=== Tasks and exercises ===
A: In the excerpt on Texas's abortion ban, what must doctors record before intervening with a procedure that could end a pregnancy?
B: Extract verbatim from the excerpt on Texas's abortion ban the passage that begins at "Though he had" and stops after "the Boston OB-GYN.".

=== Document section ===
--

By then, more than two hours after her arrival, Crain’s blood pressure had plummeted and a nurse had noted that her lips were “blue and dusky.” Her organs began failing.

Hours later, she was dead.

Fails, who would have seen her daughter turn 20 this Friday, still cannot understand why Crain’s emergency was not treated like an emergency.

But that is what many pregnant women are now facing in states with strict abortion bans, doctors and lawyers have told ProPublica.

“Pregnant women have become essentially untouchables,” said Sara Rosenbaum, a health law and policy professor emerita at George Washington University.

Texas’s abortion ban threatens prison time for interventions that end a fetal heartbeat, whether the pregnancy is wanted or not. It includes exceptions for life-threatening conditions, but still, doctors told ProPublica that confusion and fear about the potential legal repercussions are changing the way their colleagues treat pregnant patients with complications.


Here is a concrete example of how these laws hamper doctors -- in order to perform an abortion in Texas, or even a procedure that could lead to the death of a fetus, there has to be an ultrasound that confirms absence of fetal heartbeat. So in the case of an emergency as here, that took away precious time that should have been devoted to saving the teenager, not documenting the demise of the fetus.

At 10 a.m., Melissa McIntosh, a labor and delivery nurse, spoke to Totorica about Crain’s condition. The teen was now having contractions. “Dr. Totorica states to not move patient,” she wrote after talking with him. “Dr. Totorica states there is a slight chance patient may need to go to ICU and he wants the bedside ultrasound to be done stat for sure before admitting to room.”

Though he had already performed an ultrasound, he was asking for a second.

The first hadn’t preserved an image of Crain’s womb in the medical record. “Bedside ultrasounds aren’t always set up to save images permanently,” said Abbott, the Boston OB-GYN.

The state’s laws banning abortion require that doctors record the absence of a fetal heartbeat before intervening with a procedure that could end a pregnancy. Exceptions for medical emergencies demand physicians document their reasoning. “Pretty consistently, people say, ‘Until we can be absolutely certain this isn’t a normal pregnancy, we can’t do anything, because it could be alleged that we were doing an abortion,’” said Dr. Tony Ogburn, an OB-GYN in San Antonio.
Anonymous
Anonymous
Anonymous wrote:

I wish this article was required reading in order to participate in voting or legislating or enforcing or interpreting the law.
Anonymous
When will we legislate men!
Anonymous
Political messaging is simplistic. Human bodies are complex. Republican abortion bans leave no room for the complexities of medicine.

Medical decisions should be made by adult human beings in consultation with trained medical providers. Politicians have no place — zero — in those decisions.

This is going to keep happening unless we get the politicians out of the exam rooms.
Anonymous
For every abortion ban, we need a ban in Viagra or to gain or a number of other thingss men enjoy
Anonymous
But women are hysterical...am j right?
Anonymous
Pretty awful
Anonymous
Anonymous wrote:
Anonymous wrote:I want a man to go to the emergency room but not be knocking on death's door and be refused care until he is. I don't care what the issue is. Heart attack stroke choking wait until that man is about ready to cross over the line and then step in and offer him some options

+1

Men who support MAGA don't really care that much about their wives, daughters, sisters as far as I'm concerned.


#basedoesntcare. The majority of white women voted for Trump.
Anonymous
Anonymous wrote:But women are hysterical...am j right?


So right. We are just emotional about this election. Suck it up, take away the Mifepristone make room for those viagra pills on the pharmacy shelf.
Anonymous
Anonymous wrote:Political messaging is simplistic. Human bodies are complex. Republican abortion bans leave no room for the complexities of medicine.

Medical decisions should be made by adult human beings in consultation with trained medical providers. Politicians have no place — zero — in those decisions.

This is going to keep happening unless we get the politicians out of the exam rooms.

--

Collected data:
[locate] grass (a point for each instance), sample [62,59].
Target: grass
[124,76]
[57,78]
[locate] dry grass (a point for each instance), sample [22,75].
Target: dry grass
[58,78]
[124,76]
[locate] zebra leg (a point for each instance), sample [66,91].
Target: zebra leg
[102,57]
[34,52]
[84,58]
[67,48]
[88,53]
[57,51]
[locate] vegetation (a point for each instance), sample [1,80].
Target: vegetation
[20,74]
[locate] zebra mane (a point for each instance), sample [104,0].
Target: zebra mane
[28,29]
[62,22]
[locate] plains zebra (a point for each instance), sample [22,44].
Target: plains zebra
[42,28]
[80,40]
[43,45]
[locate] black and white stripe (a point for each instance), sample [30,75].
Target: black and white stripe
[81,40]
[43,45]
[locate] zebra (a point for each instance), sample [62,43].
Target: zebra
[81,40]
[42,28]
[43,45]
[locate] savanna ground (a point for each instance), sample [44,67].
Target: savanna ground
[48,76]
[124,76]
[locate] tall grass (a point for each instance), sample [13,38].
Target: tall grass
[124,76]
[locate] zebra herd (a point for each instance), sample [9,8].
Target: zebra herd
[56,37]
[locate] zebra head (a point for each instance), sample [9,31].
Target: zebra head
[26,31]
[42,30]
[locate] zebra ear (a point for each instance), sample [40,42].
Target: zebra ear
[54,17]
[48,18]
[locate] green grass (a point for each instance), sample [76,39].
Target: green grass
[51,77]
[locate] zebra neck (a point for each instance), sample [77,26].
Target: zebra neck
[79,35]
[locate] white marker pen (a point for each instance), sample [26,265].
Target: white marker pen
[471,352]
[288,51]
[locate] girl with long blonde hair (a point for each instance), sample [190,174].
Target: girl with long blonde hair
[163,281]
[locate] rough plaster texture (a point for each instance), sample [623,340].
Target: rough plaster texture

--

=== Responses by task ===
A: They must record the absence of a fetal heartbeat.

B:
Though he had already performed an ultrasound, he was asking for a second.

The first hadn’t preserved an image of Crain’s womb in the medical record. “Bedside ultrasounds aren’t always set up to save images permanently,” said Abbott, the Boston OB-GYN.